[What is being asked]
Answer these from the excerpt on the conventions of 1688:
(a) What do the conventions pass instead of acts of parliament?
(b) At the revolution of 1688, what did the houses, as conventions, declare about the throne?
(c) To whom was the letter from the prince of Orange addressed?

[Extracted text]
—————

1688; THE PATTERN OF THE AMERICAN DECLARATION OF 1774, 1775, AND 1776. THE ABJURATION OF ALLEGIANCE TO JAMES THE 2D, AND GEORGE THE 3D, COMPARED.

Another striking feature of affinity in the great political institutions of both countries, is in the convention of the estates of the one, and the states of the other, as its organic power: they pass ordinances rather than acts of parliament. 1 Bl. 156. In England it is called a "convention parliament," 151; because the two houses meet, as the representatives of their several estates; each sitting and acting separately, as in their legislative capacity, but acting as a constituent convention. There can be no constitutional parliament

without a king: the houses meet in convention, and declare the rightful heir to the throne to be the king, as at the restoration, 151; or as at the revolution of 1688, when the houses as conventions, declared the throne vacant, by the king having abdicated the crown; name the person to fill it, and fix the succession in future: but in both cases acts of parliament were passed, when all the constituent parts were assembled, to confirm and validate the acts of the conventions. 3 Ruff. 145, 415; 1 Bl. Com. 211, &c.

In one of the acts of confirmation, the conventions of 1688 are thus noticed; "whereas the lords, spiritual and temporal, and commons, assembled," &c., lawfully, fully, and freely, representing all the estates of "the people of this realm, did," &c. 3 Ruff. 440. How they assembled, appears from the journals of the two houses. The lords met separately in convention, and received a letter from the prince of Orange, addressed to the lords, spiritual and temporal, assembled in convention, 14 Journ. Lords, 101, 2; and proceeded as a convention, till they agreed upon certain resolutions of the convention of the commons, declaring, "that the king had abdicated the government, and the throne being thereby vacant." 125.

Ib.

—————

[Given entries]
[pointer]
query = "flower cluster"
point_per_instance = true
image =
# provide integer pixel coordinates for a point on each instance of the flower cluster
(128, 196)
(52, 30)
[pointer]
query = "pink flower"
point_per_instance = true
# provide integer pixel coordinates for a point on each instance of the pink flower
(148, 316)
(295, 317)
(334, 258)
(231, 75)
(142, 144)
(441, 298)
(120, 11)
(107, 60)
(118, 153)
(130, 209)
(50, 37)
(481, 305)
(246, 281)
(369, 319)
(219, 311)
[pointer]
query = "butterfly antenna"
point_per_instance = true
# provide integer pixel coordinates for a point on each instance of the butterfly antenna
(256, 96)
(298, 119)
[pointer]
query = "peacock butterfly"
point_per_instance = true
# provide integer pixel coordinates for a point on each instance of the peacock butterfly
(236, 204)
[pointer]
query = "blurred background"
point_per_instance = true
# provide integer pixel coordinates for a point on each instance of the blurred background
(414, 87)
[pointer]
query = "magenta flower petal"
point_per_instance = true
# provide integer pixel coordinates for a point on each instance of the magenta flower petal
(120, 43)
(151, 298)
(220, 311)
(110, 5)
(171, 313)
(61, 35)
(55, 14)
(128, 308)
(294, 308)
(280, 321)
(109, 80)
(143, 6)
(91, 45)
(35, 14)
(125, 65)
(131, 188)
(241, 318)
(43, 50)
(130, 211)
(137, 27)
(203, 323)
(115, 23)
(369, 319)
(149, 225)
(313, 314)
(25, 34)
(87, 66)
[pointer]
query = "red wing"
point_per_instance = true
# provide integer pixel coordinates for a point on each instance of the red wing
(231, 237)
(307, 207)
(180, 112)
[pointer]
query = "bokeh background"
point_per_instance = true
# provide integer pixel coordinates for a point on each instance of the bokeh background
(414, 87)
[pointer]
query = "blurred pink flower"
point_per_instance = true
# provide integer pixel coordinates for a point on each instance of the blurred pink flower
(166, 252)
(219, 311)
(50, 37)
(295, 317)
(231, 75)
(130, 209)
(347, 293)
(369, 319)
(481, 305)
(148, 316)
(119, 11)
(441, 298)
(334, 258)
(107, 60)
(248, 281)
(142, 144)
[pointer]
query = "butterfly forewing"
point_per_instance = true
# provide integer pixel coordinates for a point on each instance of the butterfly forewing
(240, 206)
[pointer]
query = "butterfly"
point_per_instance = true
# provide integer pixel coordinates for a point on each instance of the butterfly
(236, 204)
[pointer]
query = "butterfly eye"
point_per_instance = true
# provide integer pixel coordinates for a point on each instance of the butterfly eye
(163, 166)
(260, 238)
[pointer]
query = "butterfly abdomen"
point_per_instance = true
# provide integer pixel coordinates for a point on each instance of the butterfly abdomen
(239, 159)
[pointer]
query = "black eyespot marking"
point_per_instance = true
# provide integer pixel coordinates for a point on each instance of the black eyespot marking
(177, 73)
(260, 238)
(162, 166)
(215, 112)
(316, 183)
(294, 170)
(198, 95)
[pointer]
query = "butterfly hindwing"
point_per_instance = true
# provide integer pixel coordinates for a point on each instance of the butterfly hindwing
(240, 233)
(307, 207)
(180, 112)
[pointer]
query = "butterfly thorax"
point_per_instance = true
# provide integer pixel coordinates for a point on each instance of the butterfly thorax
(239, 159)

—————

[Answer for this exercise]
(a) Ordinances.
(b) They declared the throne vacant because the king had abdicated the crown.
(c) To the lords, spiritual and temporal, assembled in convention.